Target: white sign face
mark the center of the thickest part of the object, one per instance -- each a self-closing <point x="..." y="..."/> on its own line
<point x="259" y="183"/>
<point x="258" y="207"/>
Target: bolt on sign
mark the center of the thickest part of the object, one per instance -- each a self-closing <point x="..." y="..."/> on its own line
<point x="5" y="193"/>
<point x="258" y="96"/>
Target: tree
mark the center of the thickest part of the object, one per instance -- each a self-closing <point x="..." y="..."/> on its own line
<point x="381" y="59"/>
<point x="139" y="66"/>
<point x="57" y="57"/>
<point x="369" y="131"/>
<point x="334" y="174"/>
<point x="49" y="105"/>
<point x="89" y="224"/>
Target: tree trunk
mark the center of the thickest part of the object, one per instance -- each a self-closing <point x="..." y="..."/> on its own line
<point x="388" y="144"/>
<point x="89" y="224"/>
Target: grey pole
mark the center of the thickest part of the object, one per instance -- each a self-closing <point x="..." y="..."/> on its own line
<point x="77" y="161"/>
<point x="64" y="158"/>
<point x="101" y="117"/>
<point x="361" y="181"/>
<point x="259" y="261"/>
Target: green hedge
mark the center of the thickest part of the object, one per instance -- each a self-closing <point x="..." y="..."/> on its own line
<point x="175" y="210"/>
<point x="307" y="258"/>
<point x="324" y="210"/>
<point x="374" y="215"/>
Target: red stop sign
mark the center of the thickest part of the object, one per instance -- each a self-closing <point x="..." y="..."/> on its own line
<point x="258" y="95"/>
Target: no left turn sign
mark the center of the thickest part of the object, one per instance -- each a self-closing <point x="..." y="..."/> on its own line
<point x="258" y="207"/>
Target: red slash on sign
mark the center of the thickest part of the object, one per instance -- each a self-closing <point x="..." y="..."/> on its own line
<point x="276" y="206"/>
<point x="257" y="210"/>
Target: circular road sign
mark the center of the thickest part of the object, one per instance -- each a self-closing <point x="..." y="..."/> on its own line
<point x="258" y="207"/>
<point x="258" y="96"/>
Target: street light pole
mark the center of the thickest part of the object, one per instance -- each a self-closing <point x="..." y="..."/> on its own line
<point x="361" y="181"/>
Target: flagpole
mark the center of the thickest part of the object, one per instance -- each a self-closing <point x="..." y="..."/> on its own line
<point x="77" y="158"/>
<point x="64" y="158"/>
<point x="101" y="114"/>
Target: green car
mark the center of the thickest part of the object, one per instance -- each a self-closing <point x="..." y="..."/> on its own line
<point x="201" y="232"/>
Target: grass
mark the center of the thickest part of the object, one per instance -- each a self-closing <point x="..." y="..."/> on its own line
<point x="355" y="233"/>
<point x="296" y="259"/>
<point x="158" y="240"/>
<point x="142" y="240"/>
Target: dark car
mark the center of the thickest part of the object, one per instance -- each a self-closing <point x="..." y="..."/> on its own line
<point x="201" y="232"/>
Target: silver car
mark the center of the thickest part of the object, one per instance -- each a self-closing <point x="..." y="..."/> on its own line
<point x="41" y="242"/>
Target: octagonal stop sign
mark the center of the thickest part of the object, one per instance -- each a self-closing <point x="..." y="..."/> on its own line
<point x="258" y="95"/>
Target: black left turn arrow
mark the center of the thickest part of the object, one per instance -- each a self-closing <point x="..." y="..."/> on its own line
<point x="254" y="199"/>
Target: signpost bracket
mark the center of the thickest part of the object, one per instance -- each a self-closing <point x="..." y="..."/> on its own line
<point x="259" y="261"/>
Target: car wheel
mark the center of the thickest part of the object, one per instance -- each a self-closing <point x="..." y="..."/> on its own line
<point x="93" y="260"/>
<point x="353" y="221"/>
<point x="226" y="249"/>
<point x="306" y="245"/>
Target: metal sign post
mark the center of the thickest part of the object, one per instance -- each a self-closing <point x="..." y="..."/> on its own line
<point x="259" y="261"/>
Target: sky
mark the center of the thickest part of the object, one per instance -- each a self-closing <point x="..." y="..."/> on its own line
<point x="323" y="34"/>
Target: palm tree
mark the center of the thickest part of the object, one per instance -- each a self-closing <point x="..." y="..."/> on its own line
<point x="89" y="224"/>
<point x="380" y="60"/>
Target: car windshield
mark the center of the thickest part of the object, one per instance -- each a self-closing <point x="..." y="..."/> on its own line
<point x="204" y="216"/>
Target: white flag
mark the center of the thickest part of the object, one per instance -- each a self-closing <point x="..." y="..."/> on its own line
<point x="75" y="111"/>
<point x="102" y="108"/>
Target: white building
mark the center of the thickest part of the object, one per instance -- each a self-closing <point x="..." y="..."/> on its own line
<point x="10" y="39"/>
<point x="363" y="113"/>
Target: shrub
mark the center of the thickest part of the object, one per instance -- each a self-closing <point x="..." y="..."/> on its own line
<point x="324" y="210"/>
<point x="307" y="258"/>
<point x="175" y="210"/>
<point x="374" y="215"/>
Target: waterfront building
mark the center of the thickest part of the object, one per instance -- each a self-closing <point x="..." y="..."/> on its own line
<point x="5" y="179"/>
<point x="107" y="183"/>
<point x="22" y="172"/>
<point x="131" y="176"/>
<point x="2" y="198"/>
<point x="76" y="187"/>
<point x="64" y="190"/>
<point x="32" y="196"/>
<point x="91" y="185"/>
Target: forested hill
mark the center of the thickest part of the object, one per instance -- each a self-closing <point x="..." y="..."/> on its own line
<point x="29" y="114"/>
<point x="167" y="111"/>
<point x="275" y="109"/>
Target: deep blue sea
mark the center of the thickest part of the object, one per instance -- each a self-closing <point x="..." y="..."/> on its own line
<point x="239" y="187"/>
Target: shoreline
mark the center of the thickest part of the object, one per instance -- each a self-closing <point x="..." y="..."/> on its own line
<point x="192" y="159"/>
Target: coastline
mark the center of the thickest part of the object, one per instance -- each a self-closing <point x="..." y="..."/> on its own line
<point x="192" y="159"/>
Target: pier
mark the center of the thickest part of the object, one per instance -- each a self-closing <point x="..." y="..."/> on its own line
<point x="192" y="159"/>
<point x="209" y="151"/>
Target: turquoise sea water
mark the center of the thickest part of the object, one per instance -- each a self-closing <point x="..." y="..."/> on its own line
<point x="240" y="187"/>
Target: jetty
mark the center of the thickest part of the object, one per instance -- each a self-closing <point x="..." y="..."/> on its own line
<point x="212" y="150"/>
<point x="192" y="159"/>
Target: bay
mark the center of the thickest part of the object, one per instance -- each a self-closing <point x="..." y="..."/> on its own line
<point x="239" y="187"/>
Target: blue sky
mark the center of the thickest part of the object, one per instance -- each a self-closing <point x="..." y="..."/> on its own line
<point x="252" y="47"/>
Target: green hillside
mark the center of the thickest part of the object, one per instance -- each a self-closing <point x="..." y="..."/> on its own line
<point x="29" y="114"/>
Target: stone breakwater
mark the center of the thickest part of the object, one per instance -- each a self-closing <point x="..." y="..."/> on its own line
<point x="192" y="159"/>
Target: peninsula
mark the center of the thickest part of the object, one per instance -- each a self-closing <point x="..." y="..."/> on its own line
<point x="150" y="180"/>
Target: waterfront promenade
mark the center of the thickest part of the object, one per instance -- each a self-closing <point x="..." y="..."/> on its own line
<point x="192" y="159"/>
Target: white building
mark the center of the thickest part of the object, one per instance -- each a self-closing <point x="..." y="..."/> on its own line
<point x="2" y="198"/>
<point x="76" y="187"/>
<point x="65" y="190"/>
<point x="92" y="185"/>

****************************************

Given task:
Look above for the line containing "Target: bay"; copy from it through the last line, exactly, and nothing more.

Output for this task:
Target: bay
mark the center of the thickest part of the object, one per instance -- each a self-closing <point x="..." y="..."/> on its own line
<point x="239" y="187"/>
Target: blue sky
mark the center of the thickest part of the object, one per instance -- each a self-closing <point x="..." y="..."/> on its own line
<point x="252" y="47"/>
Target: green hillside
mark the center of the thickest part of the object, one per instance -- each a self-closing <point x="..." y="..."/> on its own line
<point x="29" y="114"/>
Target: stone breakwater
mark the center of the thickest part of the object, one per instance -- each a self-closing <point x="..." y="..."/> on its own line
<point x="192" y="159"/>
Target: peninsula
mark the center of the thickest part of the object, one per instance -- each a self-closing <point x="..." y="..."/> on its own line
<point x="150" y="180"/>
Target: waterfront promenade
mark the center of the thickest part of the object, one per instance -- each a self-closing <point x="..." y="..."/> on its own line
<point x="192" y="159"/>
Target: white building
mark the center of the thickest part of the object, one per instance -- each a self-closing <point x="..." y="..."/> on its own line
<point x="2" y="198"/>
<point x="76" y="187"/>
<point x="65" y="190"/>
<point x="92" y="185"/>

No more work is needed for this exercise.